Rewrite the lines of the records as a numbered list, starting at the line containing "Final verification step: confirm the presence of white van" and ending at the line containing "[755,246,813,258]", with any blank lines omitted.

BEGIN DATA TO USE

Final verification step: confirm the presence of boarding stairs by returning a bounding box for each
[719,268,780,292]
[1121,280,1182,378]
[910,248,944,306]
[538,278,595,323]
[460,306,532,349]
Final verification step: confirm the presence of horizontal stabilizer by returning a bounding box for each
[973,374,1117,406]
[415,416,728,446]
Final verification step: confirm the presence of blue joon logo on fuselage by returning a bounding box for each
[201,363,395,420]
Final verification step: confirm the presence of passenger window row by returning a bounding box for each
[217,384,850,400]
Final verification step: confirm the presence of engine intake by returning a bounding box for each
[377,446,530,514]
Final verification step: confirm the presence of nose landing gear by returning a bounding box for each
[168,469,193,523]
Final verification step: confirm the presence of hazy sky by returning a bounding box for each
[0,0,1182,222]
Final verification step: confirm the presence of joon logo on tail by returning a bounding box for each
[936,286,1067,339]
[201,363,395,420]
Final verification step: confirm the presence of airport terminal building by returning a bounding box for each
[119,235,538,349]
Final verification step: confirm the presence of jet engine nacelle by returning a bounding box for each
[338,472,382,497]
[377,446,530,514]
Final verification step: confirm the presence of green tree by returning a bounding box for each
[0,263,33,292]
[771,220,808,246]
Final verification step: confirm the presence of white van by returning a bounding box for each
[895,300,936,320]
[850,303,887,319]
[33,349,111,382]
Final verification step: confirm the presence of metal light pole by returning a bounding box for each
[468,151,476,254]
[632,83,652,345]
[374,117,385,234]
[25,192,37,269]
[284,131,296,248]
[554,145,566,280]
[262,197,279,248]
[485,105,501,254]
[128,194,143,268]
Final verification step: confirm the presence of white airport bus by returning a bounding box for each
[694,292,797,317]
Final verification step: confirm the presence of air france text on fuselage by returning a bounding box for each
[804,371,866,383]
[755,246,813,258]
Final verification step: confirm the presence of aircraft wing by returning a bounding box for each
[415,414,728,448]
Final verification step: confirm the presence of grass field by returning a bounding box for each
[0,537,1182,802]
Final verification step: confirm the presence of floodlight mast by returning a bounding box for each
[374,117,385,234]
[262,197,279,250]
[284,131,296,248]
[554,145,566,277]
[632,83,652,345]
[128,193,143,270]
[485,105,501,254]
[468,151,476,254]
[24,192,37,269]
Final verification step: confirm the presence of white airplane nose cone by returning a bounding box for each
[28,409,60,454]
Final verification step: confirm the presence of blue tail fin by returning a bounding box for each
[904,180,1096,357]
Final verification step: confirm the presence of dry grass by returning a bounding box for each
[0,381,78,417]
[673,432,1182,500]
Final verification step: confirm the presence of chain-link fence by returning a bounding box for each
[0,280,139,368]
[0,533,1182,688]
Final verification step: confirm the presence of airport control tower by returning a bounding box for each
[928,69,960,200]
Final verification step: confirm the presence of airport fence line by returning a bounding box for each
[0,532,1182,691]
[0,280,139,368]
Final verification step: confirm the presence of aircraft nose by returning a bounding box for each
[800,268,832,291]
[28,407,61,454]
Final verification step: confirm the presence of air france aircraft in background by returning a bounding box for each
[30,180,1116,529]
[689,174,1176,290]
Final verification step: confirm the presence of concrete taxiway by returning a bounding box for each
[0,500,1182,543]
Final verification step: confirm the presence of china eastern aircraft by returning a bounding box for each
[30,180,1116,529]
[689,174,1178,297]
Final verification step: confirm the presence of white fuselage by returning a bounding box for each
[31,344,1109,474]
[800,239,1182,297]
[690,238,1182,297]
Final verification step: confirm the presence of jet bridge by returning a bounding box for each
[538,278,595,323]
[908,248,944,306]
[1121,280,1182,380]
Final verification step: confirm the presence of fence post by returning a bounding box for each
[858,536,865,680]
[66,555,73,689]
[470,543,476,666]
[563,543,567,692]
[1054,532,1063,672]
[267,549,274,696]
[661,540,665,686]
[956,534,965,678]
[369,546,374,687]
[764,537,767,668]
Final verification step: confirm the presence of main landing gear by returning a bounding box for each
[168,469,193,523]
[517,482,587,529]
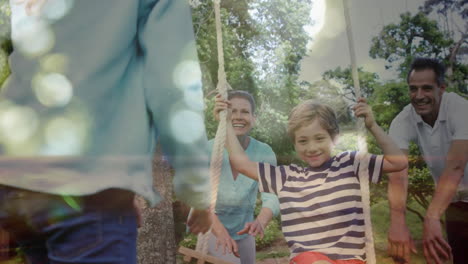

END DATA TO USE

**EXERCISE OUTPUT**
1. Final verification step: confirm the presence of white van by returning a bounding box for each
2. [895,300,936,320]
3. [850,303,887,319]
4. [33,349,111,382]
5. Final verification step: confirm the presence of metal light pole by returning a bounding box for each
6. [468,151,476,254]
7. [632,83,652,345]
8. [374,117,385,234]
9. [25,192,37,269]
10. [284,131,296,248]
11. [554,145,566,280]
12. [262,197,279,248]
13. [485,105,501,254]
14. [128,194,143,268]
15. Final verification step: confirm the presence of white airport bus by returning a bounding box for each
16. [694,292,797,317]
17. Final verification step: confirm the presence of air france text on fuselage by returning a bounding box for each
18. [804,371,866,383]
19. [755,246,813,258]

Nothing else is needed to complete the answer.